• WHAT YOU SHOULD DO
Word for word, retype each record shown below.

Natural language region descriptions

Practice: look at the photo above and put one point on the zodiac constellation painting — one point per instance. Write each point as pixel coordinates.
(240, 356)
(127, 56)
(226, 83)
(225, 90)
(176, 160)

• RESPONSE BOX
Practice: look at the photo above and put one point on the zodiac constellation painting — one point per instance. Write each point as pixel coordinates.
(240, 356)
(127, 56)
(226, 83)
(225, 90)
(176, 160)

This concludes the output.